:: Your tasks ::
1. Turn the paragraph of the passage about a frustrating day that begins "Today: by late afternoon" into a short bulleted list of what went wrong.
2. Repeat, word for word, the part of the passage about a frustrating day that opens with the words containing "Today: by late" and closes with "Hey, me, too.".

Today: by late afternoon, a day of complete frustration. Early at my laptop, I rewrote pages that made no sense, spelled specify wrong, sent an angry email to an innocent person I had to balefully retract, became enraged over a request from a friend I could never fulfill, filled out paperwork that marked a new low in the bureaucratic world for me, screwed up so badly at work I wept….. and that’s merely scratching the surface of this day.

To salvage, I went running before dinner while my daughter biked, and we met up with a neighbor who was strollering her two little kids. I’m very crabby, she immediately told me. Hey, me, too.

Later, we walked through my garden, and she cut handfuls of lemon balm and sage and mint, basil, and a fistful of hydrangeas. Her little boy ate sun golds. My garden, which has withered and died in entire beds this season, rampaged wildly in others, so neglected I’ve despaired–my garden. Yet, snipping these great handfuls for her, a cacophony of sweet scents wafted around us, and I realized what strange and unexpected beauty rose from my patch of earth this year.

:: Entries provided ::

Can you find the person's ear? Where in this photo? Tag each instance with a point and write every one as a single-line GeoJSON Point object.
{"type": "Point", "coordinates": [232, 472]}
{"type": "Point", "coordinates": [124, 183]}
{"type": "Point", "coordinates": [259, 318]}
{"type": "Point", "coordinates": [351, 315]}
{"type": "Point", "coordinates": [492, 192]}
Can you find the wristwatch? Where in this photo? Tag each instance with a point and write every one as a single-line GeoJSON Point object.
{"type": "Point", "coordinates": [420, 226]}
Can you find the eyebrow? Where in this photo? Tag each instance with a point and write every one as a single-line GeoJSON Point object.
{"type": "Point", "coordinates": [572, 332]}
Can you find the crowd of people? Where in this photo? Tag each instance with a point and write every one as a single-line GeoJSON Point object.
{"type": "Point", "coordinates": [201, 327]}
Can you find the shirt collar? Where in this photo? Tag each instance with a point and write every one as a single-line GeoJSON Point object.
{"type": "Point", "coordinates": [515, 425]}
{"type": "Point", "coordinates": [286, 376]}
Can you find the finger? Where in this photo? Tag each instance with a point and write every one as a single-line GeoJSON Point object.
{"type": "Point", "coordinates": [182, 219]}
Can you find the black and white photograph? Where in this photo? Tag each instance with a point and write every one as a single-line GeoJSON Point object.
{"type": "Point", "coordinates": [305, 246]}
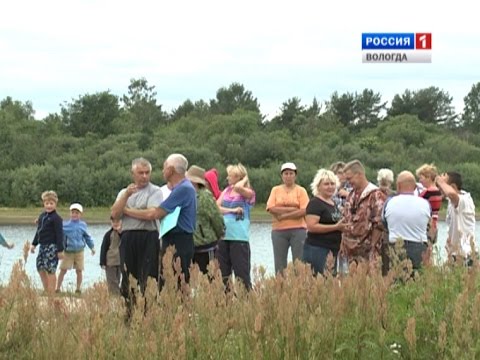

:: Written responses ::
1.
- Rewrote pages that made no sense
- Misspelled "specify"
- Sent an angry email to an innocent person and had to take it back
- Got enraged over a friend's request that could never be met
- Filled out paperwork that felt like a new bureaucratic low
- Made such a bad mistake at work that it led to tears
- All of this was only the surface of the day

2.
Today: by late afternoon, a day of complete frustration. Early at my laptop, I rewrote pages that made no sense, spelled specify wrong, sent an angry email to an innocent person I had to balefully retract, became enraged over a request from a friend I could never fulfill, filled out paperwork that marked a new low in the bureaucratic world for me, screwed up so badly at work I wept….. and that’s merely scratching the surface of this day.

To salvage, I went running before dinner while my daughter biked, and we met up with a neighbor who was strollering her two little kids. I’m very crabby, she immediately told me. Hey, me, too.